** start of Supplied text **

Parenting: I hit my son. Will I ever be a good enough parent?
Parenting isn’t about perfection—it’s about presence, reflection, and growth. In this honest and personal exploration, I share a moment of frustration that led to regret and a deeper understanding of what it means to be a "good enough" parent.
5/20/20254 min read


Parenting is rarely a seamless experience. There are days of joy, and there are days when frustration takes over. I learned this the hard way—through a mistake that still lingers in my heart.
It was a day like any other, but my patience had already worn thin. My younger son, full of playful energy, was trying to trip his older brother. His older sibling grew irritated, and I found myself caught between their never-ending dynamics while carrying the weight of my own frustrations. I wasn’t in the right frame of mind, but I didn't realize just how much my mood was affecting me.
Then came the moment I wish I could redo—I lost control. Instead of calmly addressing the situation, I reacted with force, sending my son crashing to the ground. His cries were immediate, and so was my regret. But I didn’t apologize right away. I justified my actions, preached about the dangers of tripping, and tried to redirect attention elsewhere. Deep down, I knew I hadn’t handled it well.
The Struggle With Discipline and Control
There’s an old saying, “Spare the rod, spoil the child.” I have never been a firm believer in that philosophy, yet there were moments when I felt that discipline—sometimes through force—was necessary.

** end of Supplied text **
** start of Stored data **

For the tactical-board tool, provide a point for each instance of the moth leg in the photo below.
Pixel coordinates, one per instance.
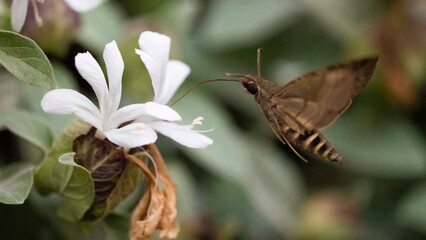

** end of Stored data **

What to produce>
Answer these from the parenting essay:
(a) What was the younger son trying to do to his older brother?
(b) Instead of apologizing right away, what three things did the writer do?
(c) Which old saying does the essay quote?
This data was taken from a separate source.

Response for this exercise>
(a) He was trying to trip him.
(b) The writer justified the actions, preached about the dangers of tripping, and tried to redirect attention elsewhere.
(c) "Spare the rod, spoil the child."